Short problem:
Name every U.S. state that the passage on African American history mentions by name.

Selected excerpt:
┄┄┄┄┄┄
The past advancements of African Americans have been one of great endeavors, suffering and victories. The descendants of the African Americans battled to defeat the obstacles that were placed before them. This journey was not an easy one. While the African Americans had issues, they overcame them and their journey has taken them from the slave house to the white house and has made substantial advancements from 1865 to now.

The time period from 1865-1876 for the African American had its difficulties. A turbulent factor that caused anxiety among the African Americans was the black codes. Each state authorized a number of laws, frequently replicating the old slave code that pertained only to the African Americans. (Davidson, DeLay, Heyrman, Lytle, Stoff, 2008 pg. 474)

Black codes were legislated by the ex-Confederate states after the Civil War to confine the freed slaves in order to maintain a low-cost agriculture labor and preserve a white hierarchy. The black codes did not begin with the down fall of the Confederacy. Before the Civil War, southern states passed Slave Codes to control the foundation of slavery. Additionally, northern non-slave states passed laws to limit black political power. As an example, Ohio, in 1804, passed laws forbidding free blacks immigrating into the state. In 1813, Illinois passed a law that banned free blacks from entering the state. Black codes obtained after the Civil War acquired elements that existed before the war and from the laws of the northern states that were used to control free blacks. (Black Codes 1865-66, 1999)

The black codes were basically annulled when the Radical Republican Reconstruction began in 1866-67. Several months later Congress presented to the states the Fourteenth Amendment, that expresses no state, should deny anyone life, liberty or property. (Andrew Johnson, n.d.) The legality of the black codes was brief; they are important enough to serve as antecedents to the Jim Crow laws among the whites and blacks. An example, Arkansas passed a law forbidding black children to go to school with children. Texas passed a law that required railroad companies to have a passenger car for the black passengers. (Black Codes 1865-66, 1999)
┄┄┄┄┄┄
Dataset records:
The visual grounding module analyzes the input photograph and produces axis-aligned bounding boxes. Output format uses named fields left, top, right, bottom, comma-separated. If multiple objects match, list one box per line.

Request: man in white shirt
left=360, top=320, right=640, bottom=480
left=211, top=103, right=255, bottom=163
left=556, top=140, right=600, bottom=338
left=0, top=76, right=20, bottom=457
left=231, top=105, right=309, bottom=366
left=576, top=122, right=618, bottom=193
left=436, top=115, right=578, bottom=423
┄┄┄┄┄┄
Result of the task:
Ohio, Illinois, Arkansas, Texas